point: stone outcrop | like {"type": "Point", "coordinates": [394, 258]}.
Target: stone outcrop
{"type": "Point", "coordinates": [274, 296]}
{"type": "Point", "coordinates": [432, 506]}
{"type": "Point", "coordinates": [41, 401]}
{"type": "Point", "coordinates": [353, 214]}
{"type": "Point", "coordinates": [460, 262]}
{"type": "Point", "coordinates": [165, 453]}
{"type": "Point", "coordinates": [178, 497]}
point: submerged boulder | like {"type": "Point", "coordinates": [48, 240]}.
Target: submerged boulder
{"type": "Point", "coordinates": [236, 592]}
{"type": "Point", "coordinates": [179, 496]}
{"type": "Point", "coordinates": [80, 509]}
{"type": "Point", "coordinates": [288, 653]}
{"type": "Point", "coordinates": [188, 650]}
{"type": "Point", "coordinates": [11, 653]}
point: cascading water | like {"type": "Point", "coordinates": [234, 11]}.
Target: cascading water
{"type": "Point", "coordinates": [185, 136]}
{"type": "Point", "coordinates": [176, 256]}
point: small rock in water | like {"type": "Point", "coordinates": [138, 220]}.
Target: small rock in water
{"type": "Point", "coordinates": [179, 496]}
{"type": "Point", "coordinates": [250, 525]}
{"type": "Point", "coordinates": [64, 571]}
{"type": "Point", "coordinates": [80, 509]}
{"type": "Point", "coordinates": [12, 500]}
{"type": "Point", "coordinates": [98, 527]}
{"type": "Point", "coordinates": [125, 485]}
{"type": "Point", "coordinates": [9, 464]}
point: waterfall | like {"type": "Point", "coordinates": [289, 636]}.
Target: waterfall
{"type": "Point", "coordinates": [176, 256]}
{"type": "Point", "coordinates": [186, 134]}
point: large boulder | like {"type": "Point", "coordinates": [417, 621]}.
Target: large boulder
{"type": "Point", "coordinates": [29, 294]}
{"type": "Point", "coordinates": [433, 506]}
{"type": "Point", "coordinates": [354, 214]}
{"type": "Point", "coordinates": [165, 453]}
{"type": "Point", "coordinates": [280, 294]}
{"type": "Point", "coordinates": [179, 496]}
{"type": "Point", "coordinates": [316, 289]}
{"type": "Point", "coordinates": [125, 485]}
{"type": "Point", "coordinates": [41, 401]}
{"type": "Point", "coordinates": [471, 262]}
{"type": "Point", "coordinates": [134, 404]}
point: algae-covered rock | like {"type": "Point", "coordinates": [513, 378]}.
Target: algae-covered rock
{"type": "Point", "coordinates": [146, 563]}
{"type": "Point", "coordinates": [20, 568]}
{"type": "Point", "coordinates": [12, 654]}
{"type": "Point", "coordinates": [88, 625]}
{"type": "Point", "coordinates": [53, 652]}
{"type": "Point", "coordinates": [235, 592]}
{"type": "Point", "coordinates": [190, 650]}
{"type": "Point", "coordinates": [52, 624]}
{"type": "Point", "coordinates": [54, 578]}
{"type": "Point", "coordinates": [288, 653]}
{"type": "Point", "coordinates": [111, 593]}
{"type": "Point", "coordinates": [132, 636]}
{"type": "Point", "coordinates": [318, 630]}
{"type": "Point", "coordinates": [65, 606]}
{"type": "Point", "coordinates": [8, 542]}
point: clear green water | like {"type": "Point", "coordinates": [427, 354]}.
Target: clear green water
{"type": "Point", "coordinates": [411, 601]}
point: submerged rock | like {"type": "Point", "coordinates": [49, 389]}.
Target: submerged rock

*Exercise goal:* Exactly as written, please transcribe the lines from the start of the records above to the line that holds "point: large boulder", both ends included.

*Output for this task:*
point: stone outcrop | like {"type": "Point", "coordinates": [394, 258]}.
Target: stone outcrop
{"type": "Point", "coordinates": [274, 296]}
{"type": "Point", "coordinates": [432, 506]}
{"type": "Point", "coordinates": [41, 401]}
{"type": "Point", "coordinates": [353, 214]}
{"type": "Point", "coordinates": [460, 262]}
{"type": "Point", "coordinates": [165, 453]}
{"type": "Point", "coordinates": [178, 497]}
point: submerged boulder | like {"type": "Point", "coordinates": [48, 240]}.
Target: submerged boulder
{"type": "Point", "coordinates": [236, 592]}
{"type": "Point", "coordinates": [179, 496]}
{"type": "Point", "coordinates": [80, 509]}
{"type": "Point", "coordinates": [288, 653]}
{"type": "Point", "coordinates": [188, 650]}
{"type": "Point", "coordinates": [11, 653]}
point: cascading water | like {"type": "Point", "coordinates": [234, 11]}.
Target: cascading water
{"type": "Point", "coordinates": [185, 136]}
{"type": "Point", "coordinates": [176, 256]}
point: small rock in water | like {"type": "Point", "coordinates": [138, 220]}.
Target: small rock in water
{"type": "Point", "coordinates": [179, 496]}
{"type": "Point", "coordinates": [250, 525]}
{"type": "Point", "coordinates": [64, 571]}
{"type": "Point", "coordinates": [80, 509]}
{"type": "Point", "coordinates": [12, 500]}
{"type": "Point", "coordinates": [98, 527]}
{"type": "Point", "coordinates": [125, 485]}
{"type": "Point", "coordinates": [9, 464]}
point: waterfall | like {"type": "Point", "coordinates": [289, 636]}.
Target: waterfall
{"type": "Point", "coordinates": [176, 256]}
{"type": "Point", "coordinates": [186, 134]}
point: large boulder | like {"type": "Point", "coordinates": [417, 621]}.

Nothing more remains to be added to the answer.